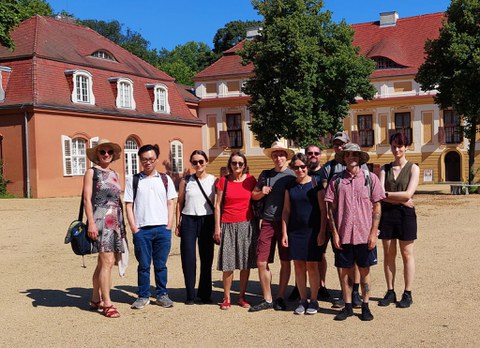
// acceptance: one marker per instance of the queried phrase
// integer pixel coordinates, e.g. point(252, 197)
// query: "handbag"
point(77, 235)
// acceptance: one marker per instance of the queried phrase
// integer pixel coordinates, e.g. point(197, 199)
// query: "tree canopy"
point(232, 33)
point(12, 12)
point(306, 72)
point(452, 67)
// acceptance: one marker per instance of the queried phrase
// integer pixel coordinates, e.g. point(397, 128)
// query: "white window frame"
point(131, 157)
point(124, 98)
point(176, 156)
point(74, 156)
point(83, 95)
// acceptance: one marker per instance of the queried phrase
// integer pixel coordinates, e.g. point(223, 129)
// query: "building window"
point(161, 100)
point(103, 55)
point(176, 157)
point(131, 157)
point(74, 156)
point(403, 125)
point(124, 93)
point(451, 121)
point(365, 130)
point(82, 91)
point(234, 129)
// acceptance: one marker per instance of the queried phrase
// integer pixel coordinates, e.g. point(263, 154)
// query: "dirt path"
point(45, 292)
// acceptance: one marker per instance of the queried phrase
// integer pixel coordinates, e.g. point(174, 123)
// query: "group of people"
point(297, 207)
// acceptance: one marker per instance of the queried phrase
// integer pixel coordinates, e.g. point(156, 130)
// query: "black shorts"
point(398, 222)
point(359, 254)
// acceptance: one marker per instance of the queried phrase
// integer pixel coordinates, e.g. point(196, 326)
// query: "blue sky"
point(167, 23)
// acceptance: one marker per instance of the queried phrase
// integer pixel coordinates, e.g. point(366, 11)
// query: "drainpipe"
point(27, 158)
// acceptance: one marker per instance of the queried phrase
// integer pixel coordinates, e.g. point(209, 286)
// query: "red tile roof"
point(46, 47)
point(403, 43)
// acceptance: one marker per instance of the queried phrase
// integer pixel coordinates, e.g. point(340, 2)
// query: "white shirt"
point(150, 208)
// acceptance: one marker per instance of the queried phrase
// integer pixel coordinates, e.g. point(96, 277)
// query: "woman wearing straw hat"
point(103, 207)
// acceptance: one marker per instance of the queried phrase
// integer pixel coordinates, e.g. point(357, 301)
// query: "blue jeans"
point(152, 243)
point(199, 228)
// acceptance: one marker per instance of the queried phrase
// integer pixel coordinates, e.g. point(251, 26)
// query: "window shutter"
point(67, 155)
point(441, 135)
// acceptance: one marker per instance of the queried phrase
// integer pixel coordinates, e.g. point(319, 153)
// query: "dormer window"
point(103, 55)
point(383, 63)
point(82, 91)
point(124, 93)
point(160, 98)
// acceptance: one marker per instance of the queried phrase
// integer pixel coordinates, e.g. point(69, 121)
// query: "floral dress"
point(108, 212)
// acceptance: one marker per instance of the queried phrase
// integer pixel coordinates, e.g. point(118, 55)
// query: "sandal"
point(242, 303)
point(225, 305)
point(110, 312)
point(95, 306)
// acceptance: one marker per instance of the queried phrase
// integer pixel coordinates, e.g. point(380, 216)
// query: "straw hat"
point(351, 147)
point(92, 153)
point(277, 146)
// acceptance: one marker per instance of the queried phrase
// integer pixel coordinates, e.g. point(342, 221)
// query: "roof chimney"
point(252, 32)
point(388, 19)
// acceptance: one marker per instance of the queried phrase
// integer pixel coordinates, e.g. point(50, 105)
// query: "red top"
point(236, 203)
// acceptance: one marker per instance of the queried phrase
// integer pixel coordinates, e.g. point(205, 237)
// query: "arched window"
point(82, 91)
point(176, 157)
point(74, 156)
point(161, 100)
point(131, 157)
point(124, 98)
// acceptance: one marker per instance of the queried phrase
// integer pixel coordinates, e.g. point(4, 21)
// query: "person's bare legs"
point(105, 264)
point(301, 278)
point(389, 256)
point(244, 275)
point(406, 249)
point(285, 270)
point(227, 285)
point(313, 279)
point(265, 277)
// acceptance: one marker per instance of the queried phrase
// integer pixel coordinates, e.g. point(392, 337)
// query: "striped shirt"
point(353, 215)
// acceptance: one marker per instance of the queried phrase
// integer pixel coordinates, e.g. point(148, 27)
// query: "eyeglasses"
point(147, 160)
point(103, 152)
point(352, 154)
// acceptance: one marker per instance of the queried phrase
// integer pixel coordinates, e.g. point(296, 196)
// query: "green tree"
point(452, 67)
point(29, 8)
point(306, 72)
point(12, 12)
point(9, 19)
point(186, 60)
point(231, 34)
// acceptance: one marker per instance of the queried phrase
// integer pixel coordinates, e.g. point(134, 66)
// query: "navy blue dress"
point(304, 223)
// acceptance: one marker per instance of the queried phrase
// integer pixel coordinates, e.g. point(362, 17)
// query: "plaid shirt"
point(354, 206)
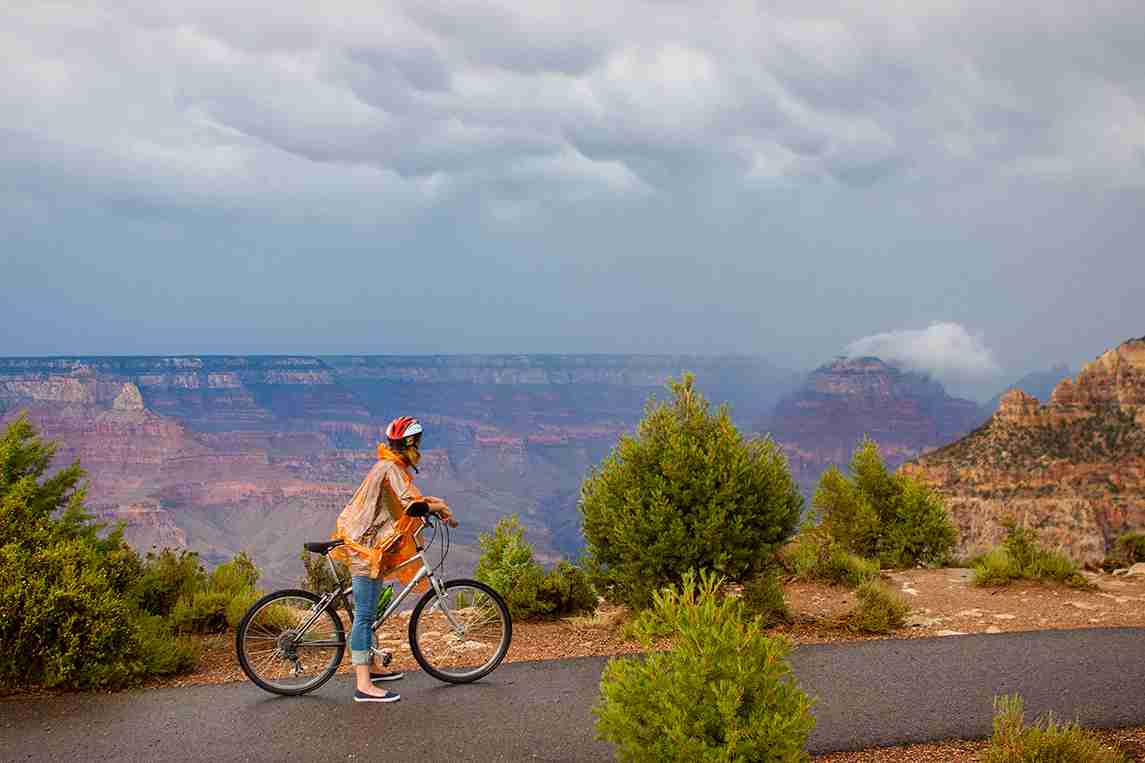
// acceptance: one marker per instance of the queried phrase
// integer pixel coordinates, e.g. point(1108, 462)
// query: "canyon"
point(820, 424)
point(1073, 467)
point(259, 454)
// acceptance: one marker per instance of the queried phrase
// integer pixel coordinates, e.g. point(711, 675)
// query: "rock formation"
point(1073, 469)
point(847, 399)
point(223, 454)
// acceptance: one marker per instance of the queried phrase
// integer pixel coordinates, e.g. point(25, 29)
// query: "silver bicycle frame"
point(348, 594)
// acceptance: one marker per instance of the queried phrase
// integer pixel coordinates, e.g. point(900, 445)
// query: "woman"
point(378, 537)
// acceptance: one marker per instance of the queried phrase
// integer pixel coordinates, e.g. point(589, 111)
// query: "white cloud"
point(945, 349)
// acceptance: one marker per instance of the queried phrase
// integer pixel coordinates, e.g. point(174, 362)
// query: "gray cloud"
point(830, 171)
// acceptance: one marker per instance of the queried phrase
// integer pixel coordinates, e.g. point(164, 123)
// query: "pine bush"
point(686, 490)
point(1021, 557)
point(724, 692)
point(506, 564)
point(877, 514)
point(69, 597)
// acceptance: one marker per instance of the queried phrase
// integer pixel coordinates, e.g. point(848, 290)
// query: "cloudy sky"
point(960, 182)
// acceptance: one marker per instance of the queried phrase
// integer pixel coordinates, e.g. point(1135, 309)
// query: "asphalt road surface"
point(868, 693)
■ ■ ■ ■
Without the pictures, reproduce every entry exactly as written.

// acceptance: one marker per instance of the queried phrase
// integer pixel coordinates, e.g. point(252, 197)
// query: "handbag"
point(77, 235)
// acceptance: one marker per instance of the queried phrase
// integer pixel coordinates, e.g. point(197, 199)
// query: "tree canopy"
point(232, 33)
point(12, 12)
point(306, 72)
point(452, 67)
// acceptance: one marker per instance of the queried phrase
// integer pixel coordinates, e.g. point(397, 128)
// query: "white window frame"
point(131, 157)
point(124, 98)
point(176, 156)
point(74, 156)
point(83, 95)
// acceptance: one marker per instance of the queried phrase
// integer pixel coordinates, e.g. point(223, 129)
// query: "building window"
point(161, 100)
point(103, 55)
point(176, 157)
point(131, 157)
point(74, 156)
point(403, 125)
point(124, 93)
point(451, 121)
point(365, 130)
point(82, 91)
point(234, 129)
// acceptance: one marker per instance of the queried phrase
// integer pixel coordinates, e.g. point(263, 154)
// query: "dirt path"
point(45, 292)
// acceptance: one marker per instance of the queried phrase
// integer pixel coordinates, e.g. point(174, 123)
// query: "group of people"
point(297, 207)
// acceptance: one marker per instance of the queried phrase
// integer pixel coordinates, e.g. point(156, 130)
// query: "black shorts"
point(398, 222)
point(359, 254)
// acceptance: one marker per instance of the queried phrase
// integer pixel coordinates, e.g. point(196, 326)
// query: "blue sky"
point(167, 23)
// acceptance: one marker per instance of the queried phrase
// integer pixel coordinates, e.g. point(366, 11)
// query: "drainpipe"
point(27, 158)
// acceptance: one marker per instance of the queried phrase
// integer pixel coordinates, e.g. point(209, 286)
// query: "red tile roof"
point(46, 47)
point(403, 43)
// acceptance: one marker per instance of the queried phrase
// integer pixel coordinates, e.g. point(340, 2)
// query: "white shirt"
point(150, 208)
// acceptance: one marker per instance of the queried phrase
// integer pixel coordinates, e.g. point(96, 277)
// query: "woman wearing straw hat"
point(103, 207)
// acceptance: one marker per instance of the queried phrase
// integer pixel coordinates, e.g. point(357, 301)
// query: "blue jeans"
point(152, 243)
point(199, 228)
// acceptance: one marker per instance of the queried phrase
// integer pixel coordinates, e.g. point(251, 26)
// query: "window shutter"
point(67, 155)
point(441, 135)
// acceptance: one marker per instance of the queried phrase
// integer pixel coordinates, e.g. point(319, 153)
// query: "dormer window"
point(103, 55)
point(383, 63)
point(82, 91)
point(124, 93)
point(160, 98)
// acceptance: one marker per instance of the queried phrase
// integer pixel coordinates, e.g. point(69, 121)
// query: "floral dress"
point(108, 212)
// acceptance: one marker per instance of the queried phrase
// integer pixel coordinates, e.g. point(118, 55)
// query: "sandal"
point(242, 303)
point(225, 305)
point(110, 312)
point(95, 306)
// acceptance: one marker per instance of the queried phrase
// integer pixel coordinates, e.g. point(380, 216)
// query: "straw hat"
point(351, 147)
point(92, 153)
point(277, 146)
// acceptance: one marker per instance of the queried phrase
// integer pixel coordinates, e.g. point(342, 221)
// query: "roof chimney"
point(252, 32)
point(388, 19)
// acceptance: one marker per instance of the queried phrase
// integer pixel coordinates, e.g. point(50, 105)
// query: "red top"
point(236, 203)
// acceptance: one marker per instance of the queried phrase
// integer pixel coordinates, e.g. point(205, 237)
// query: "arched window"
point(82, 91)
point(176, 157)
point(74, 156)
point(161, 100)
point(131, 157)
point(124, 98)
// acceptance: one marker per instance of the queried phrase
// integer pixel coordinates, e.g. point(4, 21)
// query: "person's bare legs"
point(105, 264)
point(301, 278)
point(389, 256)
point(244, 275)
point(406, 249)
point(285, 270)
point(227, 285)
point(313, 279)
point(265, 277)
// acceptance: one marker per instance of the queried phrase
// integer pixel coordinates, e.g. point(392, 337)
// query: "striped shirt"
point(353, 215)
// acceptance: one marker per instance of the queried phrase
// integer pixel coordinates, e.g. point(148, 27)
// query: "eyeglasses"
point(147, 160)
point(103, 152)
point(352, 154)
// acceptance: one marker per instance of the queried phrase
// integer pixel coordinates, e.g. point(296, 196)
// query: "green tree"
point(452, 67)
point(29, 8)
point(306, 72)
point(12, 12)
point(9, 19)
point(186, 60)
point(231, 34)
// acceptance: one marker per instance of the queried phrase
// integer pixel coordinates, e.g. point(134, 66)
// query: "navy blue dress"
point(304, 223)
// acceptance: one marker per instance of the queried phrase
// integer pixel coordinates, e.g. point(362, 17)
// query: "plaid shirt"
point(354, 206)
// acceptance: one marker per instance of the queried phrase
// integer pixel coordinates, e.g. point(1108, 462)
// query: "canyon"
point(820, 424)
point(1073, 467)
point(259, 454)
// acceptance: one marker per instance of the queried phrase
// integer pixel coordinates, e.g. point(711, 675)
// query: "rock formation"
point(1073, 469)
point(847, 399)
point(223, 454)
// acceptance: one marker per instance of the queried phrase
// integer pixel coordinates, e.g. point(25, 29)
// query: "silver bicycle frame"
point(348, 594)
// acceptance: one marker per instance of the queried phrase
// integer pixel coordinates, e.g. point(900, 445)
// query: "woman"
point(378, 537)
// acceptance: one marker per instance of the queried phrase
// integer pixel coordinates, e.g. point(589, 111)
// query: "white cloud"
point(945, 349)
// acceptance: one marker per instance of the queried phrase
// integer pixel coordinates, e.g. point(174, 362)
// query: "gray cloud"
point(830, 171)
// acceptance: one marker per instance of the queried phrase
// integer pixel coordinates, e.g. point(164, 123)
// query: "pine bush"
point(686, 490)
point(1021, 557)
point(724, 692)
point(506, 564)
point(877, 514)
point(69, 597)
// acceptance: one marker per instance of the queried phrase
// integer pixel coordinates, e.g. point(848, 290)
// query: "cloudy sky"
point(960, 182)
// acceptance: one marker per instance of the queried phrase
// integer pixel coordinates, e.g. point(1135, 309)
// query: "asphalt road surface"
point(868, 693)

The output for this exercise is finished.